● Exercises to complete:
1) Using the entry on Queen Kambujarajalakshmi below, decide whether each statement agrees with it: (a) her successor as ruler of Chenla was Bhavavarman I; (b) her father was Vira Varman; (c) she followed the Hindu religion. Answer yes or no for each, quoting the deciding words of the entry.
2) Carry on the entry on Queen Kambujarajalakshmi below, picking up after its last sentence.

● Selected extract:

____

Queen regnant of Chenla
- Reign: 575–580 AD
- Predecessor: Vira Varman
- Successor: Bhavavarman I

Queen consort of Chenla
- Tenure: 580–?
- Born: Shreshthapura
- Spouse: Bhavavarman I
- Issue: Bhavavarman II
- House: House of Kambuj
- Dynasty: Chenla (Solar Dynasty)
- Father: Shreshthavarman
- Religion: Hindu

= Kambuja-raja-lakshmi =

Queen Kambujarajalakshmi or Kambuja-raja-lakshmi (Khmer: កម្ពុជរាជលក្ស្មី, Thai: กัมพุชราชลักษมี) was a semi-legendary queen regnant of Chenla in Cambodia in 575–580.

____

● Information supplied:
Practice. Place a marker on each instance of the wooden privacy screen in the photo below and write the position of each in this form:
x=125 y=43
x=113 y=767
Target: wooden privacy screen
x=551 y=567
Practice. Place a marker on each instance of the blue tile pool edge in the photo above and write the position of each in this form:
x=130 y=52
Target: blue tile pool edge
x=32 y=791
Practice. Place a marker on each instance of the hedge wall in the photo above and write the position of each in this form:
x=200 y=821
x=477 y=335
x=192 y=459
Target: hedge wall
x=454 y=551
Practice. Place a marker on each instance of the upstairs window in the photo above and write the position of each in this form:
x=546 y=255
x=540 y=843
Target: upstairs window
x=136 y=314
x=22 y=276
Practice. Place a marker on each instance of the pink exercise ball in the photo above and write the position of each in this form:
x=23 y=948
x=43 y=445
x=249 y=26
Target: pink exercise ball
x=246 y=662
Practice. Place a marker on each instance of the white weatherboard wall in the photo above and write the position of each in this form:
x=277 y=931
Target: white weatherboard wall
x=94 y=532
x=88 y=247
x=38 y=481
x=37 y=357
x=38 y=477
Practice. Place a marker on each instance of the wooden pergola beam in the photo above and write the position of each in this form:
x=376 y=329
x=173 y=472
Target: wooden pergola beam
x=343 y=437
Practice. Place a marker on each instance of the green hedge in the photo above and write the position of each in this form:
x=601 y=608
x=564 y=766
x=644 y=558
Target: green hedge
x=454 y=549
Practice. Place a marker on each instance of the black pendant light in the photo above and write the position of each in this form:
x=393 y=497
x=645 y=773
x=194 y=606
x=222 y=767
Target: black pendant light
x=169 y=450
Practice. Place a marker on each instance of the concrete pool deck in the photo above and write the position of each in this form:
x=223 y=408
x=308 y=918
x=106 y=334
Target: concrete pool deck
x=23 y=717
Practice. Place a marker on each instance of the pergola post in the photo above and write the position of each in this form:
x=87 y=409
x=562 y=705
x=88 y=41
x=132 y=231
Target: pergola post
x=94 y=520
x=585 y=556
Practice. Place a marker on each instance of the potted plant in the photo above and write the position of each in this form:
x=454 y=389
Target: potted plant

____

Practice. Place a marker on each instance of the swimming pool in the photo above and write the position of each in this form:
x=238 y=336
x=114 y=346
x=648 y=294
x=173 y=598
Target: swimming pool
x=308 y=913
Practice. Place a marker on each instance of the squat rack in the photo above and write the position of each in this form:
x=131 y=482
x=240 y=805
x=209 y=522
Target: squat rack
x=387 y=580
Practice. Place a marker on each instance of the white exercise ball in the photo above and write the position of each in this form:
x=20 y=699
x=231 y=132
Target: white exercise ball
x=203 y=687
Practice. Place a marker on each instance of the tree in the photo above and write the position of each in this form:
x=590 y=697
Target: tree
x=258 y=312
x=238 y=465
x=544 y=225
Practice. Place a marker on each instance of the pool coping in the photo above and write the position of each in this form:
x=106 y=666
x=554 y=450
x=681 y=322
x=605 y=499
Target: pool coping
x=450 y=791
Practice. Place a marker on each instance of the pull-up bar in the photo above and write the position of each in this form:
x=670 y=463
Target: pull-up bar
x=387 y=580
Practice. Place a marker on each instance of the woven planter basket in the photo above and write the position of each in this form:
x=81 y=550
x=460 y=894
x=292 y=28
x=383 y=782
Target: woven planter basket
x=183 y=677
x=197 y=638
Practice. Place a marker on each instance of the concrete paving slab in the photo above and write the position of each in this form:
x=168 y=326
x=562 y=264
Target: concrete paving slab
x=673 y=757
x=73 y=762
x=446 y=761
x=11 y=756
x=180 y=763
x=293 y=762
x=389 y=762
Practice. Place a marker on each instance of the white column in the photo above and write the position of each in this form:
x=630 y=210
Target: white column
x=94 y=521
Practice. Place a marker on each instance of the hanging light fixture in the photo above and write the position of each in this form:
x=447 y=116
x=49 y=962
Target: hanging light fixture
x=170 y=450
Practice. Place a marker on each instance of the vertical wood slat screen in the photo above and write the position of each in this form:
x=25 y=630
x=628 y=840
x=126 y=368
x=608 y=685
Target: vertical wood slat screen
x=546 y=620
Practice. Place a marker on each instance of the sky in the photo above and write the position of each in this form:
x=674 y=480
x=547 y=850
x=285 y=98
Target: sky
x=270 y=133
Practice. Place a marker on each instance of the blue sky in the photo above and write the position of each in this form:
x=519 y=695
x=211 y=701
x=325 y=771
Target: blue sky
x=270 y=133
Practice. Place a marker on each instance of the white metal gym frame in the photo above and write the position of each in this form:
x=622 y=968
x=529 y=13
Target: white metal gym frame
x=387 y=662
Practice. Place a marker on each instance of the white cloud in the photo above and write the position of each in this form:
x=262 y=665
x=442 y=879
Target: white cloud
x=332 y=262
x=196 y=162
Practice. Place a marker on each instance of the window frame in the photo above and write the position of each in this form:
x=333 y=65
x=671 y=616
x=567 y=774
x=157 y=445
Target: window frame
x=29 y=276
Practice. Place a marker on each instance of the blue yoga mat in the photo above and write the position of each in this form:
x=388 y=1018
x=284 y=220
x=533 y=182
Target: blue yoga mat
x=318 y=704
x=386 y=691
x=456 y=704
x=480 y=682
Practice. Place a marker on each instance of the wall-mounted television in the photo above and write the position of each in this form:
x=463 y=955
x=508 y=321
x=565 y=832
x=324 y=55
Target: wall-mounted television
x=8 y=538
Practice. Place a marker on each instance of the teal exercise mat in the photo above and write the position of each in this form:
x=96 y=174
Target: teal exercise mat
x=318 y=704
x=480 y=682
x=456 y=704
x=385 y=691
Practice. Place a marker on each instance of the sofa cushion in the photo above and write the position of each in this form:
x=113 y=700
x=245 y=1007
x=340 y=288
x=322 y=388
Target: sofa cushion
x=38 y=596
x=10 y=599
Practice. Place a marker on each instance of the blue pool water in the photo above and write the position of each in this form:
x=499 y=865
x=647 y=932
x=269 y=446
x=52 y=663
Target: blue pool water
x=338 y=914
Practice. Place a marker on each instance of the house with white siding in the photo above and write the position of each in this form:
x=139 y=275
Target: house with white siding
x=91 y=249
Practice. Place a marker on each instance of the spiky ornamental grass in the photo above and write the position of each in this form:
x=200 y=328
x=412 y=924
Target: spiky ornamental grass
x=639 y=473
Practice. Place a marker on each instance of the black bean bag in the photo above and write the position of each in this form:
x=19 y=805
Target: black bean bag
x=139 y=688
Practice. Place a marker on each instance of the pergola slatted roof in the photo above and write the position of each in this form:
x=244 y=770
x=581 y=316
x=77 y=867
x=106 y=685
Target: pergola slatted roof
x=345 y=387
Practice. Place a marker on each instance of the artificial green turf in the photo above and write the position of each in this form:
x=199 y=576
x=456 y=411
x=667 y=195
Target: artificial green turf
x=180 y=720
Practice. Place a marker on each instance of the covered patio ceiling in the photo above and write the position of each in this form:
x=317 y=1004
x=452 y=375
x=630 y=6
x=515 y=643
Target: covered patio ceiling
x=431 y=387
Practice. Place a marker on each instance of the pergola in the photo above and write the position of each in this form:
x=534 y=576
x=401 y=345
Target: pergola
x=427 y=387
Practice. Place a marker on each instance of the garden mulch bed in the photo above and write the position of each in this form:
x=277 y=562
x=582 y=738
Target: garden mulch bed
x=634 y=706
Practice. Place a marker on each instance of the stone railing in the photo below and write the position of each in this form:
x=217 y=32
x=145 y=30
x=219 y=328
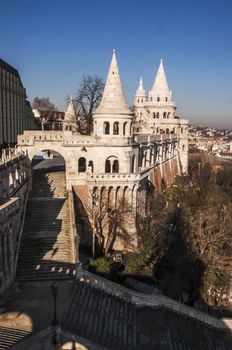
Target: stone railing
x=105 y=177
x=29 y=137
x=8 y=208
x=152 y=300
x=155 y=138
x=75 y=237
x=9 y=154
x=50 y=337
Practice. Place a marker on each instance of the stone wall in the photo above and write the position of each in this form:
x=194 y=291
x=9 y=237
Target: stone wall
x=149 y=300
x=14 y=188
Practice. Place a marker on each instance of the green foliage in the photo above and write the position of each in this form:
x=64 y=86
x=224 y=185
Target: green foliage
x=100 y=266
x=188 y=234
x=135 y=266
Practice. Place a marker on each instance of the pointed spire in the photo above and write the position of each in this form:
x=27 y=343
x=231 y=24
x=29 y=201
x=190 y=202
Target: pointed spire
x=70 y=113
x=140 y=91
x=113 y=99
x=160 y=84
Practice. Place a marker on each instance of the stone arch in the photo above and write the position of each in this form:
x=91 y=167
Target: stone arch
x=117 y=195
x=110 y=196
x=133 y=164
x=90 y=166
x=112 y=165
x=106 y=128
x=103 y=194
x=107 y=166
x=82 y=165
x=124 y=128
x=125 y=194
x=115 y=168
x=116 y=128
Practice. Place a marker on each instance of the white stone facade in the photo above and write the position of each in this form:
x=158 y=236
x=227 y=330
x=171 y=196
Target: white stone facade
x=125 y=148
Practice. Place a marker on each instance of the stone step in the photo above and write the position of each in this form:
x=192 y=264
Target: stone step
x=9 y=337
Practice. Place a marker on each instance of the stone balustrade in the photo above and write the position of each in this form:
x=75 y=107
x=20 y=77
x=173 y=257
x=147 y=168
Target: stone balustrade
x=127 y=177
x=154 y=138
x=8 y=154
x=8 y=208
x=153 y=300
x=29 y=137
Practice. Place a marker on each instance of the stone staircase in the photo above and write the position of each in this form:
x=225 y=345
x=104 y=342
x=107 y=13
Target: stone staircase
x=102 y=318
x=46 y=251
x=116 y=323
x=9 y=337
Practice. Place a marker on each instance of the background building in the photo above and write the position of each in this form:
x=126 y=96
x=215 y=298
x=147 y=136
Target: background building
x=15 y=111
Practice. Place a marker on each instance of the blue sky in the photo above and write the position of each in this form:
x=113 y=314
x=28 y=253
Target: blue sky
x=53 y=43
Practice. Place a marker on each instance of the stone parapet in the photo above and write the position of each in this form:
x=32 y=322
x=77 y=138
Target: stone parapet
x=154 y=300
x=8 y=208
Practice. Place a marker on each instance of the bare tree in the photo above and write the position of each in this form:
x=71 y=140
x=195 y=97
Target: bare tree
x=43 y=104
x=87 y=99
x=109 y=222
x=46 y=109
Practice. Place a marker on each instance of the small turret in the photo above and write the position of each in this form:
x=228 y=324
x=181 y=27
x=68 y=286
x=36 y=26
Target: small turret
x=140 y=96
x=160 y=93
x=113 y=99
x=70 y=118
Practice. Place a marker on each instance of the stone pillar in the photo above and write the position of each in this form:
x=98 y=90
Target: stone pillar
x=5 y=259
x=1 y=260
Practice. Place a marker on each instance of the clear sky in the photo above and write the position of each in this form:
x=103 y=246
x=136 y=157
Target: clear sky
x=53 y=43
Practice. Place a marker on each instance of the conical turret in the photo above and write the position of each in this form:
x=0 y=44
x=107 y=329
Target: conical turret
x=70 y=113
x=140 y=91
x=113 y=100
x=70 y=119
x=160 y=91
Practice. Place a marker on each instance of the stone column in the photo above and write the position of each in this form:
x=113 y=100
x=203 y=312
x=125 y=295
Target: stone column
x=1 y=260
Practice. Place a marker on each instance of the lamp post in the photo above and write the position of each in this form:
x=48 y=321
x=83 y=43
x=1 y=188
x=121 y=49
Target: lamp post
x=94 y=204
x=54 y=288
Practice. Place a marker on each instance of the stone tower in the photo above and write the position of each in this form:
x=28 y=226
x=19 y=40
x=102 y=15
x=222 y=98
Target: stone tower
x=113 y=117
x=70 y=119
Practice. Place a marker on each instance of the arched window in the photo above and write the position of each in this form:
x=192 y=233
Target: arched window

____

● Outputs:
1)
(a) Yes: "Successor: Bhavavarman I"
(b) No: "Father: Shreshthavarman"
(c) Yes: "Religion: Hindu"

2)
== Biography ==

Kambujarajalakshmi was a Princess of King Shreshthavarman of Shreshthapura, and belonged to the oldest line of the Chenla royal dynasty through her mother. According to a traditional version of events, she succeeded king Vira Varman in 575, and was succeeded on the throne by her spouse, Bhavavarman I, who succeeded to the throne by marriage.

However, there are no contemporary sources for her reign, and there are theories that she is a later invention.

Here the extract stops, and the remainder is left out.